• Provided passage:
Well it looks like Avid will be out of business in a couple years so I'm sure the Finns could resurrect their code for ELGAR, a new notation program that would bear a striking resemblance to Sibelius. .


----------



## ZeroZero

Slightly off topic, but people do know that the whole Sibelius design team (more or less) transferred to Steinberg. They have just delivered version 1 of Dorico. Although IMO Dorico is not ready for prime time yet, it's not integrated with Cubase and certain things it cannot do like chord symbols (I believe) and....it's pricey. I do have full confidence that Dorico will hit the mark eventually and become even more powerful than Sibelius, especially with the support of the high quality developers at Steinberg. From what I understand _some_ of its engraving features are better than Sibelius, in some peoples opinions. I do not know as I have not yet downloaded the trial, I am waiting for a big update first.

Before I get flamed, I do respect that others might simply want Sibelius to continue.

Z


----------



## jduesenb

ZeroZero said:


> Slightly off topic, but people do know that the whole Sibelius design team (more or less) transferred to Steinberg. They have just delivered version 1 of Dorico. Although IMO Dorico is not ready for prime time yet, it's not integrated with Cubase and certain things it cannot do like chord symbols (I believe) and....it's pricey. I do have full confidence that Dorico will hit the mark eventually and become even more powerful than Sibelius, especially with the support of the high quality developers at Steinberg. From what I understand _some_ of its engraving features are better than Sibelius, in some peoples opinions. I do not know as I have not yet downloaded the trial, I am waiting for a big update first.
> 
> Before I get flamed, I do respect that others might simply want Sibelius to continue.
> 
> Z


I find this thread strange. Started in 2012, that's 5 years ago - Sib. is still there. I just got Sibelius 8.0 and found it to be VERY flaky. But I had to pay for a support subscription, so I'll keep on with it if I can get it to work at all.

Dorico looks like an app with a very good set of features, but a lot of these "features" are "not yet implemented" and the manuals are terrible so it's very difficult to figure out exactly how to use some of it.

• Given instruction 1: Reproduce the part of the Sibelius and Dorico thread starting with "I find this" and going on through "some of it.".
• Given instruction 2: In the Sibelius and Dorico thread, why does jduesenb plan to keep working with Sibelius 8.0 despite finding it very flaky?
The entries are separate material, unconnected to the Sibelius and Dorico thread.

• Entries shown:
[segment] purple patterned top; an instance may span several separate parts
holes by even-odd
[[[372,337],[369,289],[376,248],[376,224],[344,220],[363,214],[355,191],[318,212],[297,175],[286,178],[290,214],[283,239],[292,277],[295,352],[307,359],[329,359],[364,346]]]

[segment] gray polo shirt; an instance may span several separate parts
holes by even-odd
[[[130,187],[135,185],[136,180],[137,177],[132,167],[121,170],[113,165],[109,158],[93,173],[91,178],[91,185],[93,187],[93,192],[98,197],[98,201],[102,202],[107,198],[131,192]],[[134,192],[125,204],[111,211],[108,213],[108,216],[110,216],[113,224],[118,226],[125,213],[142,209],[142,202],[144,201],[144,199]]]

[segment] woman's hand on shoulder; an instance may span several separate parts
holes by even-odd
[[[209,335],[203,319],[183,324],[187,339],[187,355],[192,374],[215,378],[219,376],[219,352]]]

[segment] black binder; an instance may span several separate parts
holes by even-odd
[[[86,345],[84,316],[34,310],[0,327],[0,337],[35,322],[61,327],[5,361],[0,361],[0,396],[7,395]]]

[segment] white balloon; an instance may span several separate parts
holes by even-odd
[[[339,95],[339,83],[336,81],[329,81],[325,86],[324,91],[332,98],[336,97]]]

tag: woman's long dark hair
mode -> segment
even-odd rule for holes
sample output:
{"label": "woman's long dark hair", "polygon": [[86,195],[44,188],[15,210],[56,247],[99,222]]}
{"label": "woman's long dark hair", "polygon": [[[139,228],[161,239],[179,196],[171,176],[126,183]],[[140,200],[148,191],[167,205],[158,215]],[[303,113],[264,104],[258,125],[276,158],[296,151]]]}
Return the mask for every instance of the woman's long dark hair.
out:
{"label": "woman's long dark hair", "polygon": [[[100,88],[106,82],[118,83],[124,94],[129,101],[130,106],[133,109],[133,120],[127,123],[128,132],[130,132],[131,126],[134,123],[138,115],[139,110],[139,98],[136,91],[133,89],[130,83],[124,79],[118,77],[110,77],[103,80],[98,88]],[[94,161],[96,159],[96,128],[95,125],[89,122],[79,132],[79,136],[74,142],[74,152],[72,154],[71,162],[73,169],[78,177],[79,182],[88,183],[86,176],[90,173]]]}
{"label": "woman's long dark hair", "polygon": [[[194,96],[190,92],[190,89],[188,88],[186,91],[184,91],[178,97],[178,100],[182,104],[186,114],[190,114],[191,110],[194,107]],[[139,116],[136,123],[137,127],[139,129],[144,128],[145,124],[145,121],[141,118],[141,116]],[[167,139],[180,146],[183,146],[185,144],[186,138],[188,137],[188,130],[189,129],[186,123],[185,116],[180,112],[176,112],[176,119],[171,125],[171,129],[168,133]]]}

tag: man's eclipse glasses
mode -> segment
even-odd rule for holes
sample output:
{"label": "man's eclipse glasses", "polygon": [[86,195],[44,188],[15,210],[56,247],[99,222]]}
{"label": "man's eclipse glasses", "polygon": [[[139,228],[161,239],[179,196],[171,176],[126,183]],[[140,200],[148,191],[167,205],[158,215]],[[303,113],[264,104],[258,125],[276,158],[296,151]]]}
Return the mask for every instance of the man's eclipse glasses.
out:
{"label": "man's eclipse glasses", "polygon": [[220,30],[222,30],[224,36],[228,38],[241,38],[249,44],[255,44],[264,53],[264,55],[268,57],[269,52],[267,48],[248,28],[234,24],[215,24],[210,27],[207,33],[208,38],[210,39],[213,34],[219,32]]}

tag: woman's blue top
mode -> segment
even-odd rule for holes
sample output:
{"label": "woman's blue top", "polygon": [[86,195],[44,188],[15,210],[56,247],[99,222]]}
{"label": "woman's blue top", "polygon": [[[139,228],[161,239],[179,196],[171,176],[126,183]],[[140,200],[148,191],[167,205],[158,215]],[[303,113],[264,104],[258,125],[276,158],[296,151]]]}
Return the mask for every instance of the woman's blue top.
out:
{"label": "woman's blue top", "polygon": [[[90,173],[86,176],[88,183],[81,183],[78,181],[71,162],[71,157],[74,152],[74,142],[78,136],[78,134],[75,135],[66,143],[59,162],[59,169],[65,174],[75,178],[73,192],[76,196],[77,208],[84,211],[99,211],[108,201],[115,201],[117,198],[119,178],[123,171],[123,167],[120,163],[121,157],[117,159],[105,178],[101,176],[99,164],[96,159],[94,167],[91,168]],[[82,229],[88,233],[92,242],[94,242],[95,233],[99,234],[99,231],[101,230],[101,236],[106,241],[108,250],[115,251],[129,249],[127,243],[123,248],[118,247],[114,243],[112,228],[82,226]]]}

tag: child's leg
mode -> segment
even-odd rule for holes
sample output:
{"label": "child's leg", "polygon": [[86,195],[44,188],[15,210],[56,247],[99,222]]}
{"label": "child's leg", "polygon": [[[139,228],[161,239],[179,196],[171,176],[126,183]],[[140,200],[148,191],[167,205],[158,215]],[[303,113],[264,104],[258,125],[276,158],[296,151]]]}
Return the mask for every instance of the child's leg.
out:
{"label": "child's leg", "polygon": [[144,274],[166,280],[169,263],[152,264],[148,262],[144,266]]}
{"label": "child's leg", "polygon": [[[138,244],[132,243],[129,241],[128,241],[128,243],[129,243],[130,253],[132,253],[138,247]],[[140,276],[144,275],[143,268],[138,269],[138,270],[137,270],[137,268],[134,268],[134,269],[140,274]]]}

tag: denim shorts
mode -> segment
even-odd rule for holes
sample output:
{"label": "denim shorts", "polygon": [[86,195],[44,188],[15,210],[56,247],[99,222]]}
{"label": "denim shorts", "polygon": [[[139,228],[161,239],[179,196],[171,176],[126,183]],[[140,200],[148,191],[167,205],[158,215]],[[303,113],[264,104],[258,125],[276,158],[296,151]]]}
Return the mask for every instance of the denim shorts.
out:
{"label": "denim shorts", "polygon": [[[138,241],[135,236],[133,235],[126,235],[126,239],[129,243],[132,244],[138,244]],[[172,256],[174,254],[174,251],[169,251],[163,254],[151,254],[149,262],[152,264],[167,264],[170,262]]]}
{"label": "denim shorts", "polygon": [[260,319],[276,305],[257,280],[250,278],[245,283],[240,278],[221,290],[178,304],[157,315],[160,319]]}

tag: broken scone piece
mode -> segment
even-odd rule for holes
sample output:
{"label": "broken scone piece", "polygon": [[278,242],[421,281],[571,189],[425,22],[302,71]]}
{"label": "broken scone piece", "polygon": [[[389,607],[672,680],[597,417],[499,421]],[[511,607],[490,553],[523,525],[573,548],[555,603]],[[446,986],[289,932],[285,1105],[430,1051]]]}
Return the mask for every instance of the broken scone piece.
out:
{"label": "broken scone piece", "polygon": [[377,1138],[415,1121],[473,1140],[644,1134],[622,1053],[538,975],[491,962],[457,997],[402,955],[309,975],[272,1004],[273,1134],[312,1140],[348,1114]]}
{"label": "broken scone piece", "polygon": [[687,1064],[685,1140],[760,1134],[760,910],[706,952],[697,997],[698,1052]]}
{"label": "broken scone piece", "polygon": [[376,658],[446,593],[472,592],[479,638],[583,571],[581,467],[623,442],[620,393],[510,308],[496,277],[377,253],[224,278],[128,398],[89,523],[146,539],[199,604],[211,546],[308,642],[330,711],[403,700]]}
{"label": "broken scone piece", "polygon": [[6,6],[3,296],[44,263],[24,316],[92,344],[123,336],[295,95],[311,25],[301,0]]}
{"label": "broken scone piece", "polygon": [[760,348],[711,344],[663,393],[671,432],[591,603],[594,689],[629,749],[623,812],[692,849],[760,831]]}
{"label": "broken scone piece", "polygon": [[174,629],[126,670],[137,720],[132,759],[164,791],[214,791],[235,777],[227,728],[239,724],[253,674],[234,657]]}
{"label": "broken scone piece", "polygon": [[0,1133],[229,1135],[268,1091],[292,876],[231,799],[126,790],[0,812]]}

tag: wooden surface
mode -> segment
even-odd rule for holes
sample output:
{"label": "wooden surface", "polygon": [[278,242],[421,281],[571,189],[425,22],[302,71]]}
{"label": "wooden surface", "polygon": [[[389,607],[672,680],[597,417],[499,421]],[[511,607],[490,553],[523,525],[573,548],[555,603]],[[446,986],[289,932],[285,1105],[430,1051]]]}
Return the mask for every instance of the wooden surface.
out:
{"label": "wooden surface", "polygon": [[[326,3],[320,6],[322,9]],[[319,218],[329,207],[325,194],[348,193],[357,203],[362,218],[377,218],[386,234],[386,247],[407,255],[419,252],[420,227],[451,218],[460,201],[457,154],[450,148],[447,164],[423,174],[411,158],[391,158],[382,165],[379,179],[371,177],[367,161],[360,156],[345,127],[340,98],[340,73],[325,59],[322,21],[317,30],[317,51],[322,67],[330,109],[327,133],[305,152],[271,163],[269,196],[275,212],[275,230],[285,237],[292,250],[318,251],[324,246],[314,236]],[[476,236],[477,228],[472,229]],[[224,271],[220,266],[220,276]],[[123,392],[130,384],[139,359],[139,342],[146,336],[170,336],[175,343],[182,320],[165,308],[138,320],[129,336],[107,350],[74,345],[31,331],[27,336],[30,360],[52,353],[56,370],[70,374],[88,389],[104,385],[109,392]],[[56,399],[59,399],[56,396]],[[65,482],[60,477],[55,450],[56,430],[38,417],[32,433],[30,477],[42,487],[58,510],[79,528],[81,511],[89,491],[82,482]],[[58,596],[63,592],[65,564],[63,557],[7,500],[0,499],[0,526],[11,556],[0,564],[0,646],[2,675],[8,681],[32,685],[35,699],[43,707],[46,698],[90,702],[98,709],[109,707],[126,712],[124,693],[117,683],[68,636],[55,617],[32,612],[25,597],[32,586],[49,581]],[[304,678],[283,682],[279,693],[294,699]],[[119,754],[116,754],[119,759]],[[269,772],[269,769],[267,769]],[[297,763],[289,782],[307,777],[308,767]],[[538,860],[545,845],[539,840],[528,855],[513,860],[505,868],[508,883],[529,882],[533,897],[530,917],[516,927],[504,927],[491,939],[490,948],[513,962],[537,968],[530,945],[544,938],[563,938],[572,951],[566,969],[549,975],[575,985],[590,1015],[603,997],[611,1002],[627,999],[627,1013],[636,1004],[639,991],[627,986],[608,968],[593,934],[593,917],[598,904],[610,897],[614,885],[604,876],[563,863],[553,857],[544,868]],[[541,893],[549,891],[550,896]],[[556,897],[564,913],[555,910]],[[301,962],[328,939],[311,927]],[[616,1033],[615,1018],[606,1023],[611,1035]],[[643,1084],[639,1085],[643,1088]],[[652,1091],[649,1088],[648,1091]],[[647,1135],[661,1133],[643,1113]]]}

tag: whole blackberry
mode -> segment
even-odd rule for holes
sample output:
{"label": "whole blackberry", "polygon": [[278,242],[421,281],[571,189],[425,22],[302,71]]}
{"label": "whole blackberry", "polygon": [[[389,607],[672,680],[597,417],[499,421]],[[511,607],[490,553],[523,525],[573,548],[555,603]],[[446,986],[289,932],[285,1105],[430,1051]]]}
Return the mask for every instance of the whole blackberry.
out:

• Correct response 1:
I find this thread strange. Started in 2012, that's 5 years ago - Sib. is still there. I just got Sibelius 8.0 and found it to be VERY flaky. But I had to pay for a support subscription, so I'll keep on with it if I can get it to work at all.

Dorico looks like an app with a very good set of features, but a lot of these "features" are "not yet implemented" and the manuals are terrible so it's very difficult to figure out exactly how to use some of it.

• Correct response 2: jduesenb had to pay for a support subscription. So jduesenb will keep on with Sibelius 8.0 if it can be made to work at all.